>>>

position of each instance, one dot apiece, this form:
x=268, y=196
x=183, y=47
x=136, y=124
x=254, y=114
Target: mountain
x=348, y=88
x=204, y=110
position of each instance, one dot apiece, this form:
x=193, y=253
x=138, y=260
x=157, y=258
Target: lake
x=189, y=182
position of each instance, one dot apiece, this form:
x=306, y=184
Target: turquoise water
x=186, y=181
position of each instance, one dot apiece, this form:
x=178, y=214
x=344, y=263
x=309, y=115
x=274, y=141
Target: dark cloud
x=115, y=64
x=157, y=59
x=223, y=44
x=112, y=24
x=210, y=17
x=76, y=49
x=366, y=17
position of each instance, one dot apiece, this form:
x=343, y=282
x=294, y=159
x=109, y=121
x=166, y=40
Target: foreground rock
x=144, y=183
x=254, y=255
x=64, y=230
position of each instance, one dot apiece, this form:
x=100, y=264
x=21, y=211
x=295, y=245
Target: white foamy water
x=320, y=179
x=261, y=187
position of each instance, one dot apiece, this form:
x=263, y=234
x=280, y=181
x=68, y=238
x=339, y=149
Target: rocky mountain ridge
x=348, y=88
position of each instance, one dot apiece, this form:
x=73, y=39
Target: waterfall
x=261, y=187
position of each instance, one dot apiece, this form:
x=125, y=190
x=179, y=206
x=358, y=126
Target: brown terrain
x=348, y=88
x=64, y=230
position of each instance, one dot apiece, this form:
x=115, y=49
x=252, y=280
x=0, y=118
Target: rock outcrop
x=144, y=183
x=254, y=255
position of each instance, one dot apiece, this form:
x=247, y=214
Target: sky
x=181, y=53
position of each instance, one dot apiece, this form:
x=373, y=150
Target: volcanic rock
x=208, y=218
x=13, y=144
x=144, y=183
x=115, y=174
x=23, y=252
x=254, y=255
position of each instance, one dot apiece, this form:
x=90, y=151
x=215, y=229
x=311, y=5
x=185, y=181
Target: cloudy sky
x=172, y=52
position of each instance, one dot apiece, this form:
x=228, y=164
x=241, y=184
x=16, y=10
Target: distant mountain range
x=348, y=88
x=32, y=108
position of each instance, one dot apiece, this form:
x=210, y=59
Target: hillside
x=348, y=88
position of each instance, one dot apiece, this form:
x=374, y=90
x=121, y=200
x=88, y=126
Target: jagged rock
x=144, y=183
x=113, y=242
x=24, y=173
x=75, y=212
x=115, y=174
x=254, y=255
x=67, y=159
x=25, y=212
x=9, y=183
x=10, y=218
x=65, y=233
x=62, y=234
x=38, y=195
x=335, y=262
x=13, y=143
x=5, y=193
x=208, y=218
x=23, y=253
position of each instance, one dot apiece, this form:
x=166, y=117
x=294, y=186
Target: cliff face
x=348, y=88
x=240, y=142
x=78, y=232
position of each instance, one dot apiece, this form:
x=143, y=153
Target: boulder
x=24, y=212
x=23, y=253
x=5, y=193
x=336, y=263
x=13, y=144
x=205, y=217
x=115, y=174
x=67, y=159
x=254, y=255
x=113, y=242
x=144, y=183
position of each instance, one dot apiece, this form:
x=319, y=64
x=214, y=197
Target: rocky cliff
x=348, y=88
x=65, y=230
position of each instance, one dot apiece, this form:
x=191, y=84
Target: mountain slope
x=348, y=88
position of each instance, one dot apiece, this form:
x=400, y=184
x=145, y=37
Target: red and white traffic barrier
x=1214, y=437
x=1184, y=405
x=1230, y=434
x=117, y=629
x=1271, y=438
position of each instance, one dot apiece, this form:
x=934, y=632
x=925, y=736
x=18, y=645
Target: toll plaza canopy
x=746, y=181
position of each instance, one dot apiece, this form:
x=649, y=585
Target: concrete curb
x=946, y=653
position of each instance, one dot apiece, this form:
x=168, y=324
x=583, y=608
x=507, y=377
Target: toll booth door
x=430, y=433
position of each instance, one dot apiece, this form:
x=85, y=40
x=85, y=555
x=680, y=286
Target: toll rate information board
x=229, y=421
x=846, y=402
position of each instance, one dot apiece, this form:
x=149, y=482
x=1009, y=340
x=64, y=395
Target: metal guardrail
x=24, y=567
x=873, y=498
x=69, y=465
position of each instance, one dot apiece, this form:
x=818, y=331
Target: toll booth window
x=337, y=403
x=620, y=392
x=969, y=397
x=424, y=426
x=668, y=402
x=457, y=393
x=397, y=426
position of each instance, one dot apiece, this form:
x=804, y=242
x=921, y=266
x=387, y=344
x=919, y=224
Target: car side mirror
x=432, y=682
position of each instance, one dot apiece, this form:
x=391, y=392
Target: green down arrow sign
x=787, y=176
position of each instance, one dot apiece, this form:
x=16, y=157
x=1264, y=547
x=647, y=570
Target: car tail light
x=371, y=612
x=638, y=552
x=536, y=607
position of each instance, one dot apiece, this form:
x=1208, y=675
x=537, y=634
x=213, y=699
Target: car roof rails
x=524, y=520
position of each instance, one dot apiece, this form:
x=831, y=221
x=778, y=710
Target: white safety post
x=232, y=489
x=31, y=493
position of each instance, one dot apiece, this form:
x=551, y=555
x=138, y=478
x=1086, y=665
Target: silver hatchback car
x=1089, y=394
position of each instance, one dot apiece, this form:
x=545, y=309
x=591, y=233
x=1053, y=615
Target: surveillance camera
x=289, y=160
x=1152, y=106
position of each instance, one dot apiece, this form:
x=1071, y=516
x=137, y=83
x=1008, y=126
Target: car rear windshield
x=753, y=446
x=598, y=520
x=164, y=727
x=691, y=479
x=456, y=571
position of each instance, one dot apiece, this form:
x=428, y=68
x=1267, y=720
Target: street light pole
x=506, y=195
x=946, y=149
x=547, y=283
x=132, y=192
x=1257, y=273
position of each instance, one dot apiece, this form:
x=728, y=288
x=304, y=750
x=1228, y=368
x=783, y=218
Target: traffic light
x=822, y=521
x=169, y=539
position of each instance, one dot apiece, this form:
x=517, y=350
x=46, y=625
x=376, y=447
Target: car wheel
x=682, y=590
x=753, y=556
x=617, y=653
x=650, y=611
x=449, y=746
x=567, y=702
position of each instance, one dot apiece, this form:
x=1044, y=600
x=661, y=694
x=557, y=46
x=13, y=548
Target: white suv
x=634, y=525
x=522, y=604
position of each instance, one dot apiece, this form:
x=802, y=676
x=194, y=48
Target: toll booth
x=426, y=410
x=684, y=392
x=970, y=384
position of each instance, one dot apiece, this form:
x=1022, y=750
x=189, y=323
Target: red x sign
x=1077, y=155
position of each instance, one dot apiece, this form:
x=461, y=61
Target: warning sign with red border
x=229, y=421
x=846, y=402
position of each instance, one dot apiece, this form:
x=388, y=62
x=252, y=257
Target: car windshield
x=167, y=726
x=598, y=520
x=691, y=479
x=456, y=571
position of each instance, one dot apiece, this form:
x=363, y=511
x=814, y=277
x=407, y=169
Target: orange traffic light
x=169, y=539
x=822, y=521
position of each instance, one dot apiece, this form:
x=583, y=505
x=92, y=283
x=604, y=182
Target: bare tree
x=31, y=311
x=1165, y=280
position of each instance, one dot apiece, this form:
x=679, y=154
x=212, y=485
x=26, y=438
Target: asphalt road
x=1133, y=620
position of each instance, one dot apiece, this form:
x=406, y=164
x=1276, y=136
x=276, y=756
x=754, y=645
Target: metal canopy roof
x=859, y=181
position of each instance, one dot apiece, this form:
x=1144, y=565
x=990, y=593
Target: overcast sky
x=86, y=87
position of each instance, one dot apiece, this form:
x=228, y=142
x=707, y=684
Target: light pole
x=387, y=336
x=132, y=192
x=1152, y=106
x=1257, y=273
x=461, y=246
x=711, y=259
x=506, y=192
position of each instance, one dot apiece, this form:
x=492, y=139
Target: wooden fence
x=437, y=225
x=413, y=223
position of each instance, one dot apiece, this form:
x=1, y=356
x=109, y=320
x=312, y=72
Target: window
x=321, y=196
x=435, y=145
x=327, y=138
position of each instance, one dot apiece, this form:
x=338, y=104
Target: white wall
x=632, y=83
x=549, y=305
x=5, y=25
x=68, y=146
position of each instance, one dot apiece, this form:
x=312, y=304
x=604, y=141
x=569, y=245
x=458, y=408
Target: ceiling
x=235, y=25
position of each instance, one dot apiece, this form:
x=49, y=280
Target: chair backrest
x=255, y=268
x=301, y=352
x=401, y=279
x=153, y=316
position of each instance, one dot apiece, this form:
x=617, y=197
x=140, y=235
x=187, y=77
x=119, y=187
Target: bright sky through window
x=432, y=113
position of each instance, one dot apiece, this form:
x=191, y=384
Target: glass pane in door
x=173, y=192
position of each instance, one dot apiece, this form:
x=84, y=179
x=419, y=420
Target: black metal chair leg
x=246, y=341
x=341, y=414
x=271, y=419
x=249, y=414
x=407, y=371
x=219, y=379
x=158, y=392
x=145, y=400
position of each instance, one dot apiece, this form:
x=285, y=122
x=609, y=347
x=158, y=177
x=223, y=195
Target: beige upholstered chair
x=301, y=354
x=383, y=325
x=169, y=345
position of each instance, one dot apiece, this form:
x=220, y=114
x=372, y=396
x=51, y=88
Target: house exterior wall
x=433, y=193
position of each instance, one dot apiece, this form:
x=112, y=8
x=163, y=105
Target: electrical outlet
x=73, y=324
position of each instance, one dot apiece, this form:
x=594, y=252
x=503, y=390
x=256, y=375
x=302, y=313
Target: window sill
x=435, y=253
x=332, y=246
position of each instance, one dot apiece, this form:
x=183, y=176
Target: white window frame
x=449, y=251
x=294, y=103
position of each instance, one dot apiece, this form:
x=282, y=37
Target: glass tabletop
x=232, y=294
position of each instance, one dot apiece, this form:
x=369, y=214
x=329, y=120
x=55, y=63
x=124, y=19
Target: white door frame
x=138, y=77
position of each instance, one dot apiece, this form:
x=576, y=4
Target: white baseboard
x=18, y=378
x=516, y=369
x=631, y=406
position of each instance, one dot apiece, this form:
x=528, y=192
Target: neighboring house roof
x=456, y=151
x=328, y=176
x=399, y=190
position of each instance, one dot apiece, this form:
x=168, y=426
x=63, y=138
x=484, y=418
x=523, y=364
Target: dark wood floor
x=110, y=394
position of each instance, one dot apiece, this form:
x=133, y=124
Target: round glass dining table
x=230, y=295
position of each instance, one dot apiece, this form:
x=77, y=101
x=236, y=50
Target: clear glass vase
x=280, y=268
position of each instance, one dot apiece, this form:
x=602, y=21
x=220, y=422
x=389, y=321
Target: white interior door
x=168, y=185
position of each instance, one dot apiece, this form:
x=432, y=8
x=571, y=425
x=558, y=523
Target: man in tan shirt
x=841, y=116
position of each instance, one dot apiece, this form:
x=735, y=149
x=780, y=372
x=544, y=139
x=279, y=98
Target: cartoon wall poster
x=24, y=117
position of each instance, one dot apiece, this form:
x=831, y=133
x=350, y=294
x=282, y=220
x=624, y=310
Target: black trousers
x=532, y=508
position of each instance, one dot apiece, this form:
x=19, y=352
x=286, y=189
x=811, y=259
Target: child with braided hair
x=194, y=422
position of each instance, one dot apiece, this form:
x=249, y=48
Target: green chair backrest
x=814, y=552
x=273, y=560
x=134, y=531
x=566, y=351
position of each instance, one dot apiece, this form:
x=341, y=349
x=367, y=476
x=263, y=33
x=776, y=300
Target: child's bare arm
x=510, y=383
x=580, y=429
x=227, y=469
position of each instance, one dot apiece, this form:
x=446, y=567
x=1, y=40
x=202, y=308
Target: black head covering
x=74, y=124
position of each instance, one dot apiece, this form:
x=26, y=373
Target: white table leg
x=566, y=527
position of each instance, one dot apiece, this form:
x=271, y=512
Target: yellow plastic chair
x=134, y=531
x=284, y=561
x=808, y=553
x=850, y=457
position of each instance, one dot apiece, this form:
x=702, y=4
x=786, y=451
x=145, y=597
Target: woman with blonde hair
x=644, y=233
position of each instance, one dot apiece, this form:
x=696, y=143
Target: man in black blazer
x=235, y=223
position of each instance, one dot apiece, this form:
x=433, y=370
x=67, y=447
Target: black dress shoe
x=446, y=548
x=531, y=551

<<<

_Task details_.
Exactly as written, copy the lines from the one containing "x=696, y=143" to the end of the entries, both ends included.

_The answer_.
x=696, y=143
Target: man in black blazer
x=235, y=223
position of each instance, one dot apiece, this form:
x=433, y=370
x=67, y=447
Target: black dress shoe
x=446, y=548
x=531, y=551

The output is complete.